**Stated task**:
Rewrite the records with every "put a point on" swapped for "place a marker on", leaving everything else as it is.

>> Start

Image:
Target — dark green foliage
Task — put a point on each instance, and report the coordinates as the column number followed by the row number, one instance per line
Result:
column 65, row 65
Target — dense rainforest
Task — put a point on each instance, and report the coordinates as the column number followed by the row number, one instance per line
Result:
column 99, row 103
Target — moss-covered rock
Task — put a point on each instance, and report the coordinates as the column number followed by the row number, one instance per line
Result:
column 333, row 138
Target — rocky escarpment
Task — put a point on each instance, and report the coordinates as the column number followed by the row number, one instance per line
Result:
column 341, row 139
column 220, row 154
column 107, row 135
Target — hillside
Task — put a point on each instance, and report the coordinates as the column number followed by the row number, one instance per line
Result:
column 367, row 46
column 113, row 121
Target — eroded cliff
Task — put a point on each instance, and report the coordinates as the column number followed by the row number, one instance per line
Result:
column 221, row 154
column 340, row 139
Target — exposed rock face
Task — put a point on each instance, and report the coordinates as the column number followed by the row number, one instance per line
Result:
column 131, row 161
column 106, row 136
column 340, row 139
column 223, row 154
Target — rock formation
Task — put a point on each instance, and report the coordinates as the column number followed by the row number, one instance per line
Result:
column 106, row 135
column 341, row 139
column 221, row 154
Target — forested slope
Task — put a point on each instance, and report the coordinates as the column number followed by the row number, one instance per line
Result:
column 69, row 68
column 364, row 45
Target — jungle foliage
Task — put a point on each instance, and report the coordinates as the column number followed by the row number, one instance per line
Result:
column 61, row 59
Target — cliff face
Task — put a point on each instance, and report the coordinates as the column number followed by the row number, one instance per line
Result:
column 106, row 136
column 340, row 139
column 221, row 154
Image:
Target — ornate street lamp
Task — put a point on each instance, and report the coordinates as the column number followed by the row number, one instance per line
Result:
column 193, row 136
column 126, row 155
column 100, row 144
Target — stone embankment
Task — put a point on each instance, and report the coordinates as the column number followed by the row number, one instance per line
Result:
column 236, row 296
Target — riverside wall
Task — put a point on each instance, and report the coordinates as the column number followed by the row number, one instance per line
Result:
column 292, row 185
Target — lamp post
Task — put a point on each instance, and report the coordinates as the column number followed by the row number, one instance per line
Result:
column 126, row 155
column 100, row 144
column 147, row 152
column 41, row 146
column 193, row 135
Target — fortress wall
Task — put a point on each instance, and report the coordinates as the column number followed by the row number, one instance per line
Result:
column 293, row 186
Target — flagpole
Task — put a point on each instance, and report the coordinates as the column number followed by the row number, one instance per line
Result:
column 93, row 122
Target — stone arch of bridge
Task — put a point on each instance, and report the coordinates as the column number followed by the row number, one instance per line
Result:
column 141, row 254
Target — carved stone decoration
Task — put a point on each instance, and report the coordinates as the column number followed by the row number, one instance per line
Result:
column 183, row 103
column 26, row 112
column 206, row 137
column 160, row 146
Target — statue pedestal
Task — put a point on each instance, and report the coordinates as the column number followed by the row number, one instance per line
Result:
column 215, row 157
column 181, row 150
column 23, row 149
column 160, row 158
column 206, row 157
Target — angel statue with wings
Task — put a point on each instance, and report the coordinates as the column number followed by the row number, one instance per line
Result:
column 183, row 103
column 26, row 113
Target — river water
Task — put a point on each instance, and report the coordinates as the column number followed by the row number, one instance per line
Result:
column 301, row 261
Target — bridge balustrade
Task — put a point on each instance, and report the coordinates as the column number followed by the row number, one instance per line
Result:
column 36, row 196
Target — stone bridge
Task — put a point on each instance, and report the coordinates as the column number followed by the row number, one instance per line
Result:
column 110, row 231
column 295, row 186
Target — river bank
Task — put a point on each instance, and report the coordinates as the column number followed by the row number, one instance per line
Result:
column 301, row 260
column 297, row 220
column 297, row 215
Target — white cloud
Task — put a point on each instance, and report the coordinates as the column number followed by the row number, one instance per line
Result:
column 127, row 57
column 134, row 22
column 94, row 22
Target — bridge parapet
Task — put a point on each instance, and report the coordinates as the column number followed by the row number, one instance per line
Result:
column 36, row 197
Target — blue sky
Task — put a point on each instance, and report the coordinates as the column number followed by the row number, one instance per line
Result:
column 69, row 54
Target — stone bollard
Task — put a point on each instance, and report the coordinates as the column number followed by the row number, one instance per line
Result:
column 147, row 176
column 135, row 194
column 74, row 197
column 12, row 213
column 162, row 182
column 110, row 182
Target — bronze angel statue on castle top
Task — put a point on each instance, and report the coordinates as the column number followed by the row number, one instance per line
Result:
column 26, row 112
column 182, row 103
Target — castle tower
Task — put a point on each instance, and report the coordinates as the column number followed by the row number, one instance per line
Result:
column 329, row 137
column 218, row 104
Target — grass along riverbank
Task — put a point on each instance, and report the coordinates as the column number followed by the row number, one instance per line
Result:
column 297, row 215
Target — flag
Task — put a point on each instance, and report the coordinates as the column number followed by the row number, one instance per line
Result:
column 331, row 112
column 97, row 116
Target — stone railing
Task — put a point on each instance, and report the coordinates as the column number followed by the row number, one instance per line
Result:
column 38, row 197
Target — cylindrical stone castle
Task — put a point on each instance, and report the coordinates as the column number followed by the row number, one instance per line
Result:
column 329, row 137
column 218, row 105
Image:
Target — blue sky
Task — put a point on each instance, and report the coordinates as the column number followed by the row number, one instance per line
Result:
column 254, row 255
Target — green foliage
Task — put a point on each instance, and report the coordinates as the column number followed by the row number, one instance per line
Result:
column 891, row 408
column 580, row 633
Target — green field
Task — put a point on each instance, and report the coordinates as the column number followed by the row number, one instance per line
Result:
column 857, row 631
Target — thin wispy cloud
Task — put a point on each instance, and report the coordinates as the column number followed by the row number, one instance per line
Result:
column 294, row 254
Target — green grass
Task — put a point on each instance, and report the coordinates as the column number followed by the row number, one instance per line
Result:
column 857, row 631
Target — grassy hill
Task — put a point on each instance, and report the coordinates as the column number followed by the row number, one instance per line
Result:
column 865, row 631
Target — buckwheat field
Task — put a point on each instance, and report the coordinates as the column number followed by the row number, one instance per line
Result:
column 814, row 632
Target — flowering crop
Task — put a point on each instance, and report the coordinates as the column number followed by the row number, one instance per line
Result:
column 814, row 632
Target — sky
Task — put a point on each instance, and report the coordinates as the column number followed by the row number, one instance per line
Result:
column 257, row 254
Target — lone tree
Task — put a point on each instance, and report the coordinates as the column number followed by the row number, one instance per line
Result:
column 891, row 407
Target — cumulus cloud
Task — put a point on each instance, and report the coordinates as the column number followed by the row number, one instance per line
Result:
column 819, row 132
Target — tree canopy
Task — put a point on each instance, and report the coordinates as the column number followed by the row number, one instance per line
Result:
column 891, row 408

>> End

**Output for this exercise**:
Image:
Target — dark green foliage
Task — place a marker on each instance, and report the coordinates as the column number followed by the row number, one instance per line
Result:
column 65, row 65
Target — dense rainforest
Task — place a marker on each instance, and report the coordinates as the column number followed by the row number, one instance per line
Result:
column 99, row 103
Target — moss-covered rock
Task — place a marker on each instance, and report the coordinates as the column number followed by the row number, one instance per line
Result:
column 333, row 138
Target — rocky escarpment
Task — place a marker on each instance, and report the coordinates as the column number followed by the row number, one instance per line
Result:
column 341, row 139
column 220, row 154
column 107, row 135
Target — hillside
Task — place a marker on each instance, and report the coordinates as the column number followed by the row number, one instance per line
Result:
column 367, row 46
column 113, row 121
Target — eroded cliff
Task — place a marker on each instance, and report the coordinates as the column number followed by the row number, one instance per line
Result:
column 221, row 154
column 340, row 139
Target — exposed rock face
Task — place a marker on each instance, and report the coordinates as the column number followed by the row number, one instance per line
Result:
column 131, row 161
column 106, row 136
column 340, row 139
column 223, row 154
Target — rock formation
Task — place a marker on each instance, and report the coordinates as the column number followed by the row number, one instance per line
Result:
column 106, row 135
column 341, row 139
column 221, row 154
Target — forested slope
Task — place a marker on each instance, and report the coordinates as the column number followed by the row number, one instance per line
Result:
column 69, row 68
column 364, row 45
Target — jungle foliage
Task — place a marker on each instance, and report the coordinates as the column number followed by the row number, one instance per line
Result:
column 61, row 59
Target — cliff face
Task — place a marker on each instance, and report the coordinates as the column number followed by the row number, one instance per line
Result:
column 106, row 136
column 340, row 139
column 221, row 154
Image:
Target — ornate street lamp
Task — place a marker on each instance, and report the coordinates as the column number followed by the row number, one instance per line
Result:
column 193, row 136
column 126, row 155
column 100, row 144
Target — stone embankment
Task — place a marker on each instance, and report the coordinates as the column number followed by the row number, one instance per line
Result:
column 236, row 296
Target — riverside wall
Task — place a marker on each instance, and report the coordinates as the column number followed by the row number, one instance per line
Result:
column 292, row 185
Target — lamp post
Task — place a marker on each instance, and report the coordinates as the column number followed by the row number, one instance per line
Result:
column 126, row 155
column 100, row 144
column 147, row 152
column 41, row 146
column 193, row 135
Target — fortress wall
Task — place a marker on each instance, and report the coordinates as the column number followed by the row number, one instance per line
Result:
column 293, row 186
Target — flagpole
Task — place a marker on each instance, and report the coordinates as the column number followed by the row number, one instance per line
Result:
column 93, row 122
Target — stone arch of bridge
Task — place a marker on each instance, and report the coordinates as the column number followed by the row number, one instance per line
Result:
column 141, row 254
Target — carved stone decoration
Task — place a marker on each instance, and report the coordinates as the column number followed by the row number, one instance per line
Result:
column 183, row 103
column 26, row 112
column 206, row 137
column 160, row 146
Target — statue pedestal
Task — place a marker on each instance, and report the coordinates as the column number followed by the row number, one instance per line
Result:
column 215, row 157
column 181, row 150
column 23, row 149
column 160, row 158
column 206, row 157
Target — angel statue with wings
Task — place a marker on each instance, and report the coordinates as the column number followed by the row number, one instance per line
Result:
column 183, row 103
column 26, row 113
Target — river water
Task — place a marker on each instance, and report the coordinates as the column number followed by the row number, one instance per line
Result:
column 301, row 261
Target — bridge balustrade
Task — place a marker on each instance, and report the coordinates as the column number followed by the row number, one instance per line
Result:
column 36, row 196
Target — stone bridge
Task — place a marker on each instance, and report the coordinates as the column number followed by the row number, one instance per line
Result:
column 110, row 231
column 295, row 186
Target — river bank
Task — place a marker on each instance, and report the coordinates as the column number followed by the row number, one instance per line
Result:
column 301, row 260
column 297, row 220
column 297, row 215
Target — white cloud
Task — place a marker on each instance, and report the coordinates as the column number followed by the row number, one instance per line
Result:
column 127, row 57
column 134, row 22
column 94, row 22
Target — bridge parapet
Task — place a marker on each instance, and report the coordinates as the column number followed by the row number, one instance per line
Result:
column 36, row 197
Target — blue sky
Task — place a marker on each instance, and report the coordinates as the column number followed by the row number, one instance per line
Result:
column 69, row 54
Target — stone bollard
Task — place a marker on each instance, and report the coordinates as the column number followed by the row number, one instance per line
Result:
column 147, row 176
column 135, row 194
column 74, row 197
column 12, row 213
column 162, row 182
column 110, row 182
Target — bronze angel statue on castle top
Task — place a marker on each instance, and report the coordinates as the column number followed by the row number, one instance per line
Result:
column 26, row 112
column 182, row 103
Target — castle tower
Task — place a marker on each instance, and report the coordinates as the column number followed by the row number, one instance per line
Result:
column 329, row 137
column 218, row 104
Target — grass along riverbank
Task — place a marker on each instance, and report the coordinates as the column number followed by the row number, one instance per line
Result:
column 297, row 215
Target — flag
Task — place a marker on each instance, and report the coordinates as the column number followed by the row number, one instance per line
Result:
column 331, row 112
column 97, row 116
Target — stone railing
Task — place a marker on each instance, and report the coordinates as the column number followed by the row number, one instance per line
Result:
column 38, row 197
Target — cylindrical stone castle
Task — place a marker on each instance, and report the coordinates as the column number followed by the row number, one instance per line
Result:
column 329, row 137
column 218, row 105
Image:
Target — blue sky
Task — place a marker on each instance, and report the coordinates as the column number followed by the row number, one instance per line
Result:
column 254, row 255
Target — green foliage
Task — place a marker on each instance, and report the coordinates as the column number followed by the row number, one instance per line
Result:
column 891, row 408
column 580, row 633
Target — green field
Task — place a marker on each instance, and report the coordinates as the column number followed by the row number, one instance per line
Result:
column 857, row 631
Target — thin wispy cloud
Task — place a marker on each instance, and report the coordinates as the column number followed by the row number, one instance per line
Result:
column 294, row 254
Target — green grass
Task — place a marker on each instance, and report the coordinates as the column number followed by the row number, one instance per line
Result:
column 857, row 631
Target — grassy hill
Task — place a marker on each instance, and report the coordinates as the column number followed by the row number, one instance per line
Result:
column 865, row 631
Target — buckwheat field
Task — place a marker on each instance, and report the coordinates as the column number followed by the row number, one instance per line
Result:
column 814, row 632
Target — flowering crop
Task — place a marker on each instance, and report the coordinates as the column number followed by the row number, one instance per line
Result:
column 814, row 632
Target — sky
Task — place a marker on each instance, and report the coordinates as the column number followed by the row number, one instance per line
Result:
column 257, row 254
Target — lone tree
Task — place a marker on each instance, and report the coordinates as the column number followed by the row number, one instance per line
Result:
column 891, row 407
Target — cumulus cloud
Task — place a marker on each instance, and report the coordinates as the column number followed by the row number, one instance per line
Result:
column 819, row 132
Target — tree canopy
Task — place a marker on each instance, and report the coordinates as the column number followed by the row number, one instance per line
Result:
column 891, row 408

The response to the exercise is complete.